## OBJECTIVE
Copy everything from "[Feature] Dead letter" down to "data is ingested." in the dead letter queue feature request, substituting "string" for "keyword".
BEGIN SOURCE
[Feature] Dead letter queue #86170

ruflin · 2022-04-26T08:20:52Z

With Elastic Agent we are fully embracing data streams and the data stream naming scheme. In many scenarios, we control the ingestion data structure and the mappings put in place. But as we encourage everyone to use the data stream naming scheme and for example for logs-*-* we put a basic ECS template in place, it is possible that on ingest time it can come to conflict. Reasons might be because the field foo is an object but someone trying to ingest data sends foo as a keyword.

Currently, Elasticsearch just rejects the data with an error. Instead it would be nice to be able to configure a dead letter queue where these events end up in. This ensures not the client has to deal with mapping conflicts and ensures all data is ingested.

This dead letter queue could be generic or per data stream (up for discussion). An assumption I make is that this dead letter queue by default would not have any mappings specified and queries have to be run with runtime fields.

Users could look at the dead letter queue and use it to debug their ingest pipelines / mappings to the "reindex" part of the events in the dead letter queue.
END SOURCE
BEGIN DATA SHOWN
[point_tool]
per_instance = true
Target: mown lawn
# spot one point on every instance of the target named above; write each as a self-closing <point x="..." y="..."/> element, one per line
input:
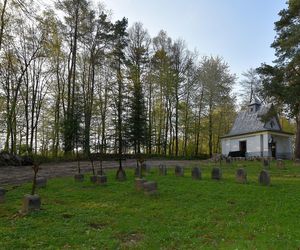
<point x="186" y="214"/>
END DATA SHOWN
BEGIN DATA SHOWN
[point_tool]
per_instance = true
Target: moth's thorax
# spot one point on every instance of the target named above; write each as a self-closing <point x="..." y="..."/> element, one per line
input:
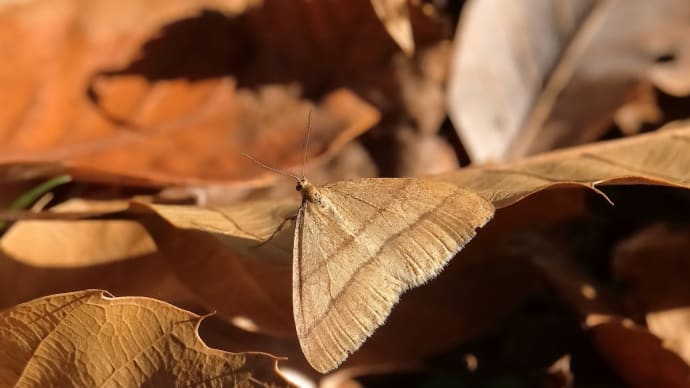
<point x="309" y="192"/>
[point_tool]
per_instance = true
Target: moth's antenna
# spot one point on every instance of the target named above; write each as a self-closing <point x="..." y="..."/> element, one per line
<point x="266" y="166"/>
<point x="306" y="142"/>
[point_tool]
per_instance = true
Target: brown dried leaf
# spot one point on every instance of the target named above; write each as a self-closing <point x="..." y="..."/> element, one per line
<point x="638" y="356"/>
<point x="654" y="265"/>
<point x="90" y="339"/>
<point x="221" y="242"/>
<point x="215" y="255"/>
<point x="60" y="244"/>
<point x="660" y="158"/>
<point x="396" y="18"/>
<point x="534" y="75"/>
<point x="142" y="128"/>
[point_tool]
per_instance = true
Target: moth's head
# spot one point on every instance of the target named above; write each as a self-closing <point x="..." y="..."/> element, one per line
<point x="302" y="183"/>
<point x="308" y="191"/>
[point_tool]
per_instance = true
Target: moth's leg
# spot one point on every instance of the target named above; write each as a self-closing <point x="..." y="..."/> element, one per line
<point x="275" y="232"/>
END DATA SHOWN
## SOLUTION BELOW
[Feature] Dead letter queue #86170

ruflin · 2022-04-26T08:20:52Z

With Elastic Agent we are fully embracing data streams and the data stream naming scheme. In many scenarios, we control the ingestion data structure and the mappings put in place. But as we encourage everyone to use the data stream naming scheme and for example for logs-*-* we put a basic ECS template in place, it is possible that on ingest time it can come to conflict. Reasons might be because the field foo is an object but someone trying to ingest data sends foo as a string.

Currently, Elasticsearch just rejects the data with an error. Instead it would be nice to be able to configure a dead letter queue where these events end up in. This ensures not the client has to deal with mapping conflicts and ensures all data is ingested.